Exercise requirements - Write out the lines below as a numbered list. Begin at the line that contains "[outline] cobblestone pavement", stop at the end of the items, skip blank lines, and leave out the pictures.

Recorded data -

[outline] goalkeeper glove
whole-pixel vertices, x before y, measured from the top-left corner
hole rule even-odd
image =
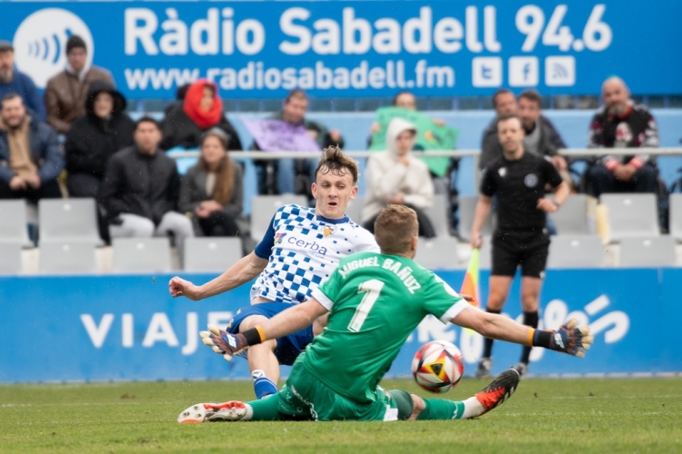
[[[589,334],[589,328],[577,328],[577,321],[569,320],[556,331],[553,330],[536,330],[533,334],[533,346],[563,351],[569,355],[584,357],[585,350],[589,350],[594,338]]]

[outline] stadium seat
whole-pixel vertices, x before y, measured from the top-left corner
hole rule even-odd
[[[241,238],[198,237],[185,240],[186,271],[222,272],[241,258]]]
[[[471,239],[471,227],[474,225],[474,213],[476,212],[476,204],[478,202],[477,195],[460,195],[457,197],[457,212],[459,213],[459,222],[457,223],[457,235],[464,241]],[[491,212],[486,222],[483,223],[481,234],[487,236],[493,233],[493,216]]]
[[[449,205],[444,194],[434,194],[434,204],[426,208],[426,214],[431,221],[436,236],[448,236],[449,227],[447,216],[449,215]]]
[[[597,235],[557,235],[549,244],[547,268],[603,268],[604,246]]]
[[[0,201],[0,242],[33,247],[28,239],[25,205],[23,200]]]
[[[670,194],[670,235],[682,242],[682,193]]]
[[[675,239],[670,235],[624,238],[620,242],[621,268],[675,266]]]
[[[305,195],[256,195],[251,202],[251,238],[259,242],[270,225],[275,212],[282,205],[295,203],[307,206]]]
[[[89,242],[102,246],[95,199],[43,199],[38,202],[40,243]]]
[[[587,196],[569,195],[559,210],[550,212],[549,217],[558,235],[587,235],[594,233],[587,217]]]
[[[624,238],[658,236],[656,194],[601,194],[608,211],[611,242]]]
[[[21,244],[0,242],[0,274],[19,274],[21,271]]]
[[[114,272],[169,272],[168,238],[114,238]]]
[[[356,224],[360,224],[362,222],[360,214],[364,206],[365,197],[358,195],[348,203],[348,208],[346,209],[346,215]]]
[[[41,274],[90,274],[96,271],[95,244],[77,242],[40,242]]]
[[[429,270],[461,268],[457,254],[457,239],[446,235],[430,239],[420,238],[415,262]]]

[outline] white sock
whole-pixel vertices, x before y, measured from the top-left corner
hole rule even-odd
[[[486,411],[486,408],[476,397],[470,397],[466,400],[463,400],[462,403],[464,403],[462,419],[481,416]]]

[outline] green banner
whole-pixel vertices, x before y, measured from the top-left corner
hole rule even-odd
[[[386,150],[386,132],[394,118],[402,118],[416,127],[414,150],[454,150],[458,132],[449,126],[441,126],[433,119],[416,111],[400,107],[381,107],[376,110],[376,123],[381,129],[372,135],[370,151]],[[447,157],[419,158],[436,175],[445,176],[450,163]]]

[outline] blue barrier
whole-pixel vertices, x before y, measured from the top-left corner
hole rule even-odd
[[[455,288],[462,271],[439,272]],[[199,342],[206,323],[226,324],[247,301],[248,286],[204,301],[168,296],[169,275],[0,278],[0,382],[246,379],[246,361],[223,360]],[[193,275],[196,282],[213,276]],[[482,273],[486,294],[487,273]],[[682,371],[677,304],[682,270],[549,271],[541,323],[567,317],[588,323],[596,341],[586,359],[542,350],[531,356],[540,375]],[[520,312],[517,284],[506,311]],[[471,374],[483,339],[426,319],[389,375],[409,374],[423,342],[446,339],[460,347]],[[520,346],[496,342],[494,371],[517,362]]]
[[[595,94],[613,74],[634,93],[672,94],[682,64],[665,44],[680,42],[681,12],[661,0],[4,2],[0,38],[43,88],[79,35],[132,98],[170,98],[199,77],[232,98]]]

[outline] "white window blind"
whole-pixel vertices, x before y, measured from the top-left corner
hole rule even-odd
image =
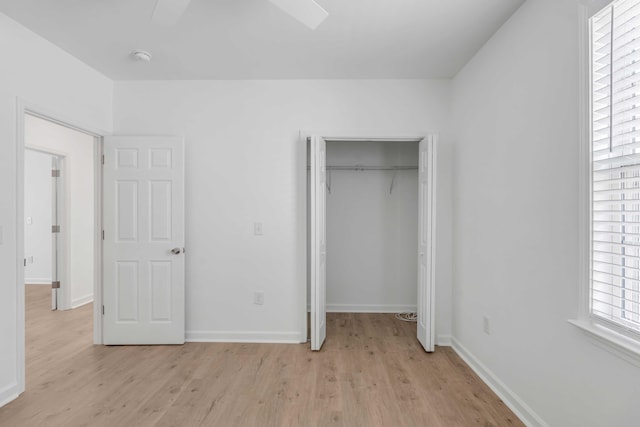
[[[640,0],[591,18],[590,312],[640,333]]]

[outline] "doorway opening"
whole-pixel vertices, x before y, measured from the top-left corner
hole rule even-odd
[[[25,115],[24,265],[26,286],[51,287],[51,308],[93,301],[95,137]]]
[[[327,312],[412,312],[414,336],[433,351],[435,137],[314,136],[308,162],[312,350],[327,319],[350,318]]]

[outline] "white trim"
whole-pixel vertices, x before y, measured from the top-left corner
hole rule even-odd
[[[49,285],[51,286],[51,277],[24,278],[25,285]]]
[[[569,320],[586,333],[590,341],[609,353],[640,367],[640,342],[588,320]]]
[[[436,337],[436,345],[440,347],[451,347],[451,335],[438,335]]]
[[[578,23],[578,317],[589,313],[591,283],[591,84],[588,6],[579,6]]]
[[[327,304],[327,313],[406,313],[416,310],[415,304]]]
[[[489,386],[495,394],[511,409],[520,420],[529,427],[548,427],[548,424],[517,394],[482,364],[455,337],[451,338],[451,347],[467,365]]]
[[[226,342],[226,343],[266,343],[300,344],[306,342],[299,332],[263,332],[263,331],[187,331],[187,342]]]
[[[78,308],[81,307],[85,304],[89,304],[93,302],[93,295],[89,294],[89,295],[85,295],[83,297],[80,298],[75,298],[73,300],[71,300],[71,308]]]
[[[25,302],[24,302],[24,102],[16,98],[16,392],[25,390]]]
[[[7,403],[16,400],[18,396],[20,396],[20,393],[22,393],[22,391],[18,387],[18,383],[13,383],[0,390],[0,408]]]

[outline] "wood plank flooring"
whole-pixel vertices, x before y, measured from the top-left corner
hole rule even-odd
[[[447,347],[415,324],[329,314],[304,344],[92,345],[91,305],[49,309],[27,286],[27,391],[0,426],[521,426]]]

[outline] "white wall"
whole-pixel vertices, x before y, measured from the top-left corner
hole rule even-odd
[[[94,286],[94,138],[82,132],[27,115],[25,119],[25,146],[48,151],[64,157],[60,179],[66,187],[63,192],[64,210],[68,218],[68,247],[63,254],[66,264],[66,283],[61,287],[70,293],[69,308],[93,301]],[[51,167],[48,168],[49,170]],[[51,173],[49,172],[49,179]],[[49,182],[49,188],[51,183]],[[25,194],[25,201],[26,201]],[[51,206],[51,205],[49,205]],[[25,202],[26,207],[26,202]],[[50,210],[49,210],[50,212]],[[25,215],[28,215],[25,212]],[[62,218],[61,218],[62,220]],[[51,232],[51,229],[49,229]],[[49,233],[51,234],[51,233]],[[26,240],[25,240],[26,243]],[[25,254],[29,255],[26,252]]]
[[[50,154],[24,152],[24,283],[51,286]],[[30,220],[30,221],[29,221]]]
[[[578,48],[575,0],[527,1],[454,80],[454,344],[532,425],[634,426],[640,368],[567,323],[583,285]]]
[[[22,200],[16,200],[18,163],[16,150],[16,100],[96,129],[109,131],[112,124],[113,83],[61,49],[0,14],[0,404],[23,389],[18,357],[22,338],[17,307],[23,304],[18,271],[16,224],[22,223]],[[22,183],[20,182],[20,185]],[[20,292],[19,292],[20,291]]]
[[[327,310],[415,311],[418,271],[418,144],[327,143],[327,165],[415,166],[329,171]]]
[[[299,130],[439,131],[446,154],[449,96],[448,81],[116,83],[116,133],[186,137],[187,338],[304,339],[306,145]],[[438,237],[447,240],[450,212],[446,200],[441,206]],[[253,222],[264,224],[263,236],[253,235]],[[447,242],[441,254],[438,333],[448,336]],[[263,306],[252,303],[255,290],[265,292]]]

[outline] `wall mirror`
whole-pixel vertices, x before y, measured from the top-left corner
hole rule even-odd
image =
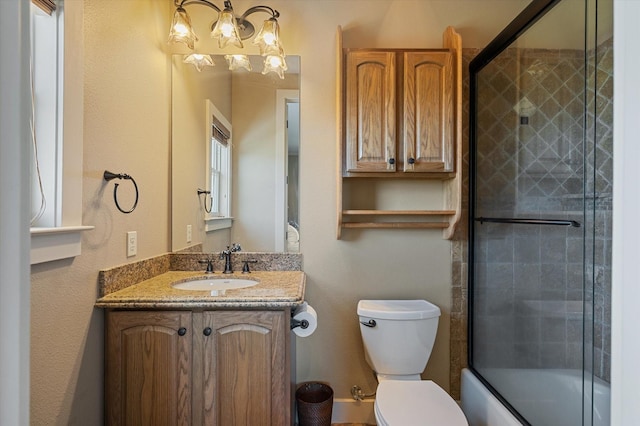
[[[171,78],[171,247],[205,252],[239,243],[244,251],[299,251],[298,154],[300,57],[287,56],[284,79],[262,74],[264,58],[250,55],[252,71],[230,71],[224,55],[198,71],[173,55]],[[231,124],[232,220],[205,223],[206,105]],[[230,223],[230,227],[229,227]]]

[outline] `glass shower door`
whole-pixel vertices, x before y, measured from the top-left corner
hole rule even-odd
[[[470,364],[525,424],[607,424],[597,3],[533,3],[546,13],[471,63]]]

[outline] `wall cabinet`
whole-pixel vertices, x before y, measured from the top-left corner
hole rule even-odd
[[[107,311],[108,425],[290,425],[290,311]]]
[[[345,174],[453,172],[452,52],[347,50],[345,62]]]
[[[461,216],[460,36],[448,27],[438,49],[347,49],[338,27],[336,40],[338,239],[348,228],[436,228],[451,238]],[[418,205],[414,181],[433,179],[442,207]],[[405,185],[389,190],[391,180]]]

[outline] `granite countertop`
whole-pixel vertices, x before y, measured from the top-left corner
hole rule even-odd
[[[171,284],[190,278],[239,278],[258,281],[253,287],[229,289],[222,296],[208,290],[177,290]],[[96,302],[98,308],[137,309],[280,309],[304,301],[305,274],[302,271],[252,271],[251,274],[206,275],[201,271],[168,271],[137,284],[109,293]]]

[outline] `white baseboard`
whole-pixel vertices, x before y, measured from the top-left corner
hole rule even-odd
[[[373,414],[373,399],[355,401],[350,398],[335,398],[331,412],[331,423],[376,424]]]

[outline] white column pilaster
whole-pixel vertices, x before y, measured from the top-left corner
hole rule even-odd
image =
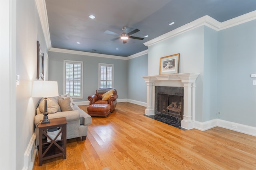
[[[153,93],[154,83],[152,82],[146,82],[147,83],[147,108],[145,110],[145,114],[147,115],[153,115],[154,114],[154,109],[153,108]]]

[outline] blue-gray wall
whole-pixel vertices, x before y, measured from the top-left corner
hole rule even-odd
[[[205,27],[201,26],[148,47],[149,75],[158,75],[161,57],[180,53],[179,73],[200,73],[196,80],[196,120],[203,121]]]
[[[202,26],[148,48],[148,75],[160,57],[179,53],[179,73],[195,72],[196,120],[256,127],[256,20],[217,31]],[[219,115],[218,112],[220,114]]]
[[[49,78],[58,80],[62,93],[63,60],[83,61],[83,101],[87,101],[98,87],[98,63],[114,64],[119,99],[145,103],[146,86],[141,76],[158,75],[160,58],[179,53],[179,72],[200,74],[196,121],[219,118],[256,127],[255,78],[250,76],[256,73],[255,30],[256,20],[218,31],[203,25],[150,46],[148,55],[128,60],[49,52]]]
[[[256,127],[256,20],[218,33],[219,118]]]
[[[40,99],[31,98],[33,81],[36,79],[37,41],[46,55],[48,49],[35,1],[18,0],[16,5],[16,74],[20,75],[20,85],[16,87],[17,141],[13,149],[16,169],[20,170],[26,165],[24,154],[34,132],[34,119]]]
[[[127,61],[95,56],[48,52],[49,80],[58,81],[59,94],[64,93],[64,60],[83,62],[83,99],[75,102],[88,101],[87,97],[95,93],[98,87],[98,63],[114,64],[114,87],[116,89],[118,100],[127,98]]]
[[[128,61],[127,98],[146,103],[147,87],[142,76],[148,75],[148,55]]]

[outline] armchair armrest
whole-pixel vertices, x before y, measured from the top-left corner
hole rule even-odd
[[[116,100],[118,98],[118,96],[117,94],[115,94],[114,96],[112,96],[108,99],[108,103],[110,103],[111,101]]]
[[[94,94],[93,95],[89,96],[87,98],[88,100],[90,101],[90,105],[94,104],[96,102],[99,100],[99,98],[97,95]]]

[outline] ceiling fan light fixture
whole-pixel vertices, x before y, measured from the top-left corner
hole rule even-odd
[[[89,18],[90,19],[94,19],[95,18],[95,16],[94,16],[93,15],[90,15],[89,16]]]
[[[175,23],[175,22],[174,22],[174,21],[170,21],[170,22],[169,22],[168,23],[168,25],[173,25],[173,24],[174,24],[174,23]]]
[[[121,35],[121,39],[128,39],[128,38],[127,34],[125,33],[123,33]]]

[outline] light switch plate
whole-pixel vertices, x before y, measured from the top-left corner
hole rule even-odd
[[[20,75],[16,75],[16,86],[20,85]]]
[[[256,77],[256,74],[251,74],[251,77]]]

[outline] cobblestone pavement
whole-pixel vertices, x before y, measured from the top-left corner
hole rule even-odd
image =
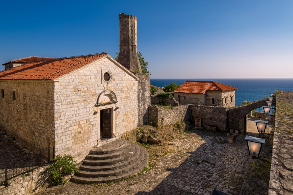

Answer to the task -
1. [outline] cobblestone pavement
2. whole-pixel vertices, x before y, measured from the top-left corner
3. hole rule even-odd
4. image =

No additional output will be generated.